Auch der zweite Teil der Raupe wanderte in Ruths Mund, wurde dann aber als unlecker befunden. Wie ein Löffel Sand knirschte das frittierte, trockene Gebröckel zwischen den Zähnen, und Ruth fand auch Minuten später noch Krümelchen, obwohl sie eigentlich alles möglichst unauffällig in einem Taschentuch entsorgt hatte. Sie war sich relativ sicher, dass die Raupen auf diese Weise höchstens von ahnungslosen, dummen Touristen, nicht aber von Einheimischen gegessen werden. Ok, Raupe probiert. Ergebnis: Muss man jetzt auch nicht unbedingt. Haken dran.
Vorbei ging es an kleinen Lädchen, an Verkaufsständen und in der Mitte des Platzes an einem großen Haufen mit Unrat und Abfall, aus dem es an mehreren Stellen qualmte. Kinder suchten in den Resten nach Brauchbarem. In Käfigen saßen lebende Hühner und warteten auf einen Käufer – oder auch nicht.
Zu kaufen gab es Tomaten für 1, 2 und 3 Kwacha (je nach Größe und Qualität), Salate, Gewürze, diverse Früchte und Gemüseknollen, die wir nicht benennen konnten. Klamotten gab es entweder auf Kleiderbügeln oder in großen Wühlhaufen. Schuhe lagen ebenfalls auf Bergen, wobei uns nicht klar war, wie man in diesem Chaos ein passendes Paar herausfinden sollte. Man konnte Plastikbecher in allen Farben, Bottiche, Eimer und Tüten erwerben. Bunte, afrikanische Stoffe hingen gefaltet nebeneinander. Karin und Ruth schauten sich ein paar an, und sofort waren wir umringt von Verkäufern und sonstigen interessierten Leuten. Im Grunde waren wir natürlich schon aufgefallen, sobald wir den Platz betreten hatten, da wir weit und breit die einzigen Weißen waren. Selten hatten wir das Gefühl, so zu leuchten. Nachdem die ersten Stoffe erstanden waren, wurden Handyfotos mit uns gemacht, und wir wurden immer wieder mit „Hello, my friend“ angesprochen. Gleiches Recht für alle: Es wurde hin und her fotografiert. Jemand bot uns an, seinen gekochten Reis zu probieren, den er auf einem kleinen Teller bereithielt.

=-=-=-=-=

ZU ERLEDIGENDE AUFGABEN:
A. Gib den Abschnitt des Textauszugs zwischen „Auch der zweite“ und „unbedingt. Haken dran.“, beide eingeschlossen, wortgetreu aus.
B. Erkläre in ein bis drei Sätzen anhand des Textauszugs, warum die Gruppe auf dem Platz sofort auffiel.
Das Material wird dafür nicht gebraucht.

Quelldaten
=-=-=-=-=

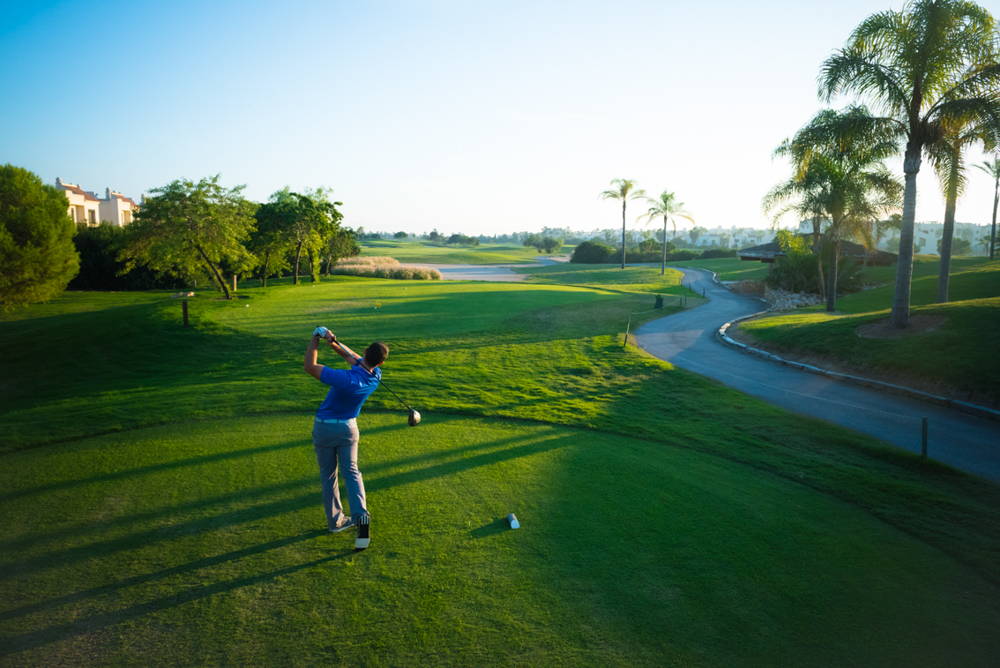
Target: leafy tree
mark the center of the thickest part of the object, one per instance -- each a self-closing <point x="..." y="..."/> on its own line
<point x="667" y="206"/>
<point x="185" y="227"/>
<point x="993" y="169"/>
<point x="591" y="252"/>
<point x="534" y="241"/>
<point x="314" y="220"/>
<point x="36" y="239"/>
<point x="100" y="269"/>
<point x="551" y="245"/>
<point x="624" y="190"/>
<point x="947" y="155"/>
<point x="932" y="64"/>
<point x="342" y="244"/>
<point x="958" y="246"/>
<point x="841" y="174"/>
<point x="270" y="241"/>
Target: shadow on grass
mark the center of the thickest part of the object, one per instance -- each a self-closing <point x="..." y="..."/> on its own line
<point x="497" y="526"/>
<point x="102" y="548"/>
<point x="178" y="464"/>
<point x="35" y="639"/>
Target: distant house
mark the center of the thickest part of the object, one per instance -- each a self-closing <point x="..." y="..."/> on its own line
<point x="87" y="207"/>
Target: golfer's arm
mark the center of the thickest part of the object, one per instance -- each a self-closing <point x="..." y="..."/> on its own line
<point x="309" y="365"/>
<point x="349" y="355"/>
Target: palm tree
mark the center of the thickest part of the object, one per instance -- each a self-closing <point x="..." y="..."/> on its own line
<point x="932" y="63"/>
<point x="993" y="169"/>
<point x="840" y="177"/>
<point x="624" y="191"/>
<point x="668" y="207"/>
<point x="948" y="157"/>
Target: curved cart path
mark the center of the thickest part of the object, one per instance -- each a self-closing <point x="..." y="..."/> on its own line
<point x="688" y="340"/>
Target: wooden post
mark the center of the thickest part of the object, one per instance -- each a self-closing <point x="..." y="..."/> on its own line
<point x="923" y="439"/>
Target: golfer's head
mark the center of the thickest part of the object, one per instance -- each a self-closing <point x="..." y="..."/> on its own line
<point x="376" y="353"/>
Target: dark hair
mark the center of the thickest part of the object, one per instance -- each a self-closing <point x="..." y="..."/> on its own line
<point x="376" y="354"/>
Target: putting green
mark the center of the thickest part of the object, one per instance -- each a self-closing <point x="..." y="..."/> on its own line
<point x="205" y="544"/>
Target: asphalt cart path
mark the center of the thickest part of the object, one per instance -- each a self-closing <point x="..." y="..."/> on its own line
<point x="689" y="340"/>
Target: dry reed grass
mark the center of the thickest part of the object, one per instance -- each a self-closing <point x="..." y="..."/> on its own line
<point x="383" y="267"/>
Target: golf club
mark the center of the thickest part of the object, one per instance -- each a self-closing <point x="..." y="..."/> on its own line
<point x="414" y="417"/>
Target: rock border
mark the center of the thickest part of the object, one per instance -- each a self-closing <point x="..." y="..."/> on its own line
<point x="954" y="404"/>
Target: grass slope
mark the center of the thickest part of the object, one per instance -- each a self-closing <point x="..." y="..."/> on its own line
<point x="717" y="529"/>
<point x="959" y="357"/>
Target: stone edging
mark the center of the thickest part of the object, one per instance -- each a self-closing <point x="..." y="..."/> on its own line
<point x="961" y="406"/>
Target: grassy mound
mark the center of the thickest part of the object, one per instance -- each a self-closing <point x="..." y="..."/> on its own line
<point x="959" y="357"/>
<point x="161" y="507"/>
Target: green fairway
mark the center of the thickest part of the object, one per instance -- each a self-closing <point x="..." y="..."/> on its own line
<point x="162" y="505"/>
<point x="431" y="253"/>
<point x="205" y="546"/>
<point x="960" y="354"/>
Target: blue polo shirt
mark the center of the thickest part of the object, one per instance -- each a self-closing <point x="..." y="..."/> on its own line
<point x="348" y="390"/>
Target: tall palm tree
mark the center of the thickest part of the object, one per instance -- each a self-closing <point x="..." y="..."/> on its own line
<point x="668" y="207"/>
<point x="947" y="155"/>
<point x="840" y="177"/>
<point x="624" y="190"/>
<point x="993" y="169"/>
<point x="931" y="63"/>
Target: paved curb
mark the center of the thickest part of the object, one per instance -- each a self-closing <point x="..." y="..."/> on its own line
<point x="954" y="404"/>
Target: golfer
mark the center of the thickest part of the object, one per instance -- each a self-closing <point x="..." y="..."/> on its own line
<point x="335" y="432"/>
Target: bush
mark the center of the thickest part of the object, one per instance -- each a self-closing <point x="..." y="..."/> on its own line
<point x="714" y="253"/>
<point x="98" y="247"/>
<point x="591" y="252"/>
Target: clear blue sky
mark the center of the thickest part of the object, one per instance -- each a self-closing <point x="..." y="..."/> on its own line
<point x="473" y="117"/>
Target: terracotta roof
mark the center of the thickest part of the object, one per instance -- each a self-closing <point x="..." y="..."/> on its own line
<point x="78" y="191"/>
<point x="125" y="199"/>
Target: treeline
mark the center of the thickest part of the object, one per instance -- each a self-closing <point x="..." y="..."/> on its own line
<point x="186" y="231"/>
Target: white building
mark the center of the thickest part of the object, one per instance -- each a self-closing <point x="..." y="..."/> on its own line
<point x="86" y="207"/>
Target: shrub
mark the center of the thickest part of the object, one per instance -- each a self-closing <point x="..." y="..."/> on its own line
<point x="98" y="247"/>
<point x="717" y="253"/>
<point x="591" y="252"/>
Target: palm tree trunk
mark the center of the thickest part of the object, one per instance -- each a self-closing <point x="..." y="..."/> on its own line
<point x="900" y="317"/>
<point x="298" y="254"/>
<point x="831" y="285"/>
<point x="623" y="234"/>
<point x="993" y="230"/>
<point x="819" y="266"/>
<point x="944" y="269"/>
<point x="663" y="266"/>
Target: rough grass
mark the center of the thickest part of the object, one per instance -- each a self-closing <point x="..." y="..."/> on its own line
<point x="430" y="253"/>
<point x="383" y="267"/>
<point x="960" y="357"/>
<point x="716" y="529"/>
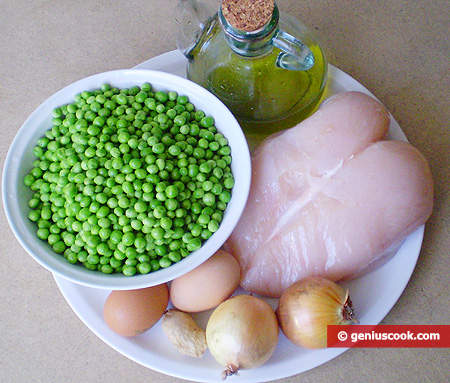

=-=-=-=-=

LÖSUNGEN DER ÜBUNG:
A.
Auch der zweite Teil der Raupe wanderte in Ruths Mund, wurde dann aber als unlecker befunden. Wie ein Löffel Sand knirschte das frittierte, trockene Gebröckel zwischen den Zähnen, und Ruth fand auch Minuten später noch Krümelchen, obwohl sie eigentlich alles möglichst unauffällig in einem Taschentuch entsorgt hatte. Sie war sich relativ sicher, dass die Raupen auf diese Weise höchstens von ahnungslosen, dummen Touristen, nicht aber von Einheimischen gegessen werden. Ok, Raupe probiert. Ergebnis: Muss man jetzt auch nicht unbedingt. Haken dran.

B. Die Gruppe fiel auf, sobald sie den Platz betreten hatte, weil sie dort weit und breit die einzigen Weißen waren.